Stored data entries
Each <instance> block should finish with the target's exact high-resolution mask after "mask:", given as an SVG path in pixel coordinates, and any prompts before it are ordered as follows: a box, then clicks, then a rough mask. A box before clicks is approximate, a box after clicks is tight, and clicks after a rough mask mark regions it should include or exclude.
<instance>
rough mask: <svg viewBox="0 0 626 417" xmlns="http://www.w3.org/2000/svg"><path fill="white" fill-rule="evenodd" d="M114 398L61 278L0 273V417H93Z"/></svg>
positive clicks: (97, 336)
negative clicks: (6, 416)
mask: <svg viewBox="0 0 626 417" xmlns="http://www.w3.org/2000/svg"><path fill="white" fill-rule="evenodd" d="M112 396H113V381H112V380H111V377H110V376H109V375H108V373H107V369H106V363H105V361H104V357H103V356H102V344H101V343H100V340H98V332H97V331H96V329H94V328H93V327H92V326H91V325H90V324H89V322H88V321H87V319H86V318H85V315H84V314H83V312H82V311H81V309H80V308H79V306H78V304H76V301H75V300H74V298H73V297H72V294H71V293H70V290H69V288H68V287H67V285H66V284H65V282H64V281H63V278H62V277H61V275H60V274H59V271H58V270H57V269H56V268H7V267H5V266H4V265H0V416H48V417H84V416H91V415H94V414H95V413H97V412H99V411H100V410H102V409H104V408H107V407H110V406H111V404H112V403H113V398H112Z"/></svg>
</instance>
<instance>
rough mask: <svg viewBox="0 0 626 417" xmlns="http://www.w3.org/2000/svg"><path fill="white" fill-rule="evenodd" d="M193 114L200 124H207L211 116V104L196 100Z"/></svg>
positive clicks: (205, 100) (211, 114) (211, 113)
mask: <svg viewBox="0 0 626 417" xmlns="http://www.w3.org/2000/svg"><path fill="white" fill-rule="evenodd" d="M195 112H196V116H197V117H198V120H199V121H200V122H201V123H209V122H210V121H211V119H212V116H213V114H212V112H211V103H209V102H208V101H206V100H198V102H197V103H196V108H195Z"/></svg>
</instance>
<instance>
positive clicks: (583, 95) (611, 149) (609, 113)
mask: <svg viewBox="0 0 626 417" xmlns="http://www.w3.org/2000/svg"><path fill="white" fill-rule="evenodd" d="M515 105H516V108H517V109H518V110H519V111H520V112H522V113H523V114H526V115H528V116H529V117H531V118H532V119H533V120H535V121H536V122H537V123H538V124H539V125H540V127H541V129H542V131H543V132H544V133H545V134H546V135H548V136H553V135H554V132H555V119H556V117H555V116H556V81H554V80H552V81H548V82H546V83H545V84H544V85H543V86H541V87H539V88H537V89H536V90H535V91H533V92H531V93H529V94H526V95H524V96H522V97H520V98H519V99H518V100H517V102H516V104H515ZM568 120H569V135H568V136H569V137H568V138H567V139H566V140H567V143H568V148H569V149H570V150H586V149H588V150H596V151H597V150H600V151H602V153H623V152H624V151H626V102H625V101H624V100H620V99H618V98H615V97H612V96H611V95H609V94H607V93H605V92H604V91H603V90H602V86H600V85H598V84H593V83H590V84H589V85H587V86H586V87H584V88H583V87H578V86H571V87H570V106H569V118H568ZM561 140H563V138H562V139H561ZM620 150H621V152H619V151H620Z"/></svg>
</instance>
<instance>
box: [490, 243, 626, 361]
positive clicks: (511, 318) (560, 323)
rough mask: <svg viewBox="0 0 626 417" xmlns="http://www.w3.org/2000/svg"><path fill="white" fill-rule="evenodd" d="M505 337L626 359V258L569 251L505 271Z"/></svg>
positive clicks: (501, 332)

→ **Exercise**
For every entry above, write out an exact copy.

→ **Completed exercise**
Each <instance> block should finish with the target's exact high-resolution mask after "mask:", given as an SVG path in pixel coordinates, and any prompts before it are ordered as follows: a box, then clicks, then a rough mask. A box before clicks is approximate, a box after clicks is tight, and clicks after a rough mask mark regions it should include or exclude.
<instance>
rough mask: <svg viewBox="0 0 626 417" xmlns="http://www.w3.org/2000/svg"><path fill="white" fill-rule="evenodd" d="M114 398L61 278L0 273V417H93Z"/></svg>
positive clicks: (97, 336)
negative clicks: (6, 416)
mask: <svg viewBox="0 0 626 417" xmlns="http://www.w3.org/2000/svg"><path fill="white" fill-rule="evenodd" d="M112 396H113V381H112V380H111V377H110V376H109V375H108V373H107V369H106V363H105V361H104V357H103V356H102V344H101V343H100V340H98V332H97V331H96V329H94V328H93V327H92V326H91V325H90V324H89V322H88V321H87V319H86V318H85V315H84V314H83V312H82V311H81V309H80V308H79V306H78V304H76V301H75V300H74V298H73V297H72V294H71V293H70V290H69V288H68V287H67V285H66V284H65V282H64V281H63V278H62V277H61V275H60V274H59V271H58V270H57V269H56V268H7V267H5V266H4V265H0V416H48V417H84V416H91V415H94V414H95V413H97V412H99V411H100V410H102V409H104V408H107V407H110V406H111V404H112V403H113V398H112Z"/></svg>
</instance>
<instance>
rough mask: <svg viewBox="0 0 626 417" xmlns="http://www.w3.org/2000/svg"><path fill="white" fill-rule="evenodd" d="M193 114L200 124H207L211 116V104L196 100Z"/></svg>
positive clicks: (205, 100) (211, 114) (211, 113)
mask: <svg viewBox="0 0 626 417" xmlns="http://www.w3.org/2000/svg"><path fill="white" fill-rule="evenodd" d="M195 112H196V116H197V117H198V120H199V121H200V122H201V123H209V122H210V121H211V119H212V116H213V114H212V112H211V103H209V102H208V101H206V100H198V102H197V103H196V108H195Z"/></svg>
</instance>
<instance>
positive clicks: (583, 95) (611, 149) (609, 113)
mask: <svg viewBox="0 0 626 417" xmlns="http://www.w3.org/2000/svg"><path fill="white" fill-rule="evenodd" d="M515 105H516V108H517V109H518V110H519V111H520V112H522V113H523V114H526V115H528V116H529V117H531V118H532V119H533V120H535V121H536V122H537V123H538V124H539V125H540V127H541V129H542V131H543V132H544V133H545V134H546V135H548V136H553V135H554V132H555V119H556V117H555V116H556V81H554V80H552V81H548V82H546V83H545V84H544V85H543V86H541V87H539V88H537V89H536V90H535V91H533V92H531V93H529V94H526V95H524V96H522V97H520V98H519V99H518V100H517V102H516V104H515ZM568 120H569V135H568V136H569V137H568V138H567V139H566V140H567V143H568V148H569V149H570V150H586V149H588V150H596V151H597V150H600V151H602V153H623V152H624V151H626V102H625V101H624V100H620V99H618V98H615V97H612V96H611V95H609V94H607V93H605V92H604V91H603V90H602V86H600V85H598V84H593V83H590V84H589V85H587V86H586V87H584V88H583V87H578V86H571V87H570V106H569V118H568ZM561 140H563V138H562V139H561ZM620 150H621V152H619V151H620Z"/></svg>
</instance>
<instance>
box: [490, 243, 626, 361]
positive clicks: (511, 318) (560, 323)
rough mask: <svg viewBox="0 0 626 417" xmlns="http://www.w3.org/2000/svg"><path fill="white" fill-rule="evenodd" d="M505 337L626 359V258L569 251L505 271Z"/></svg>
positive clicks: (501, 332)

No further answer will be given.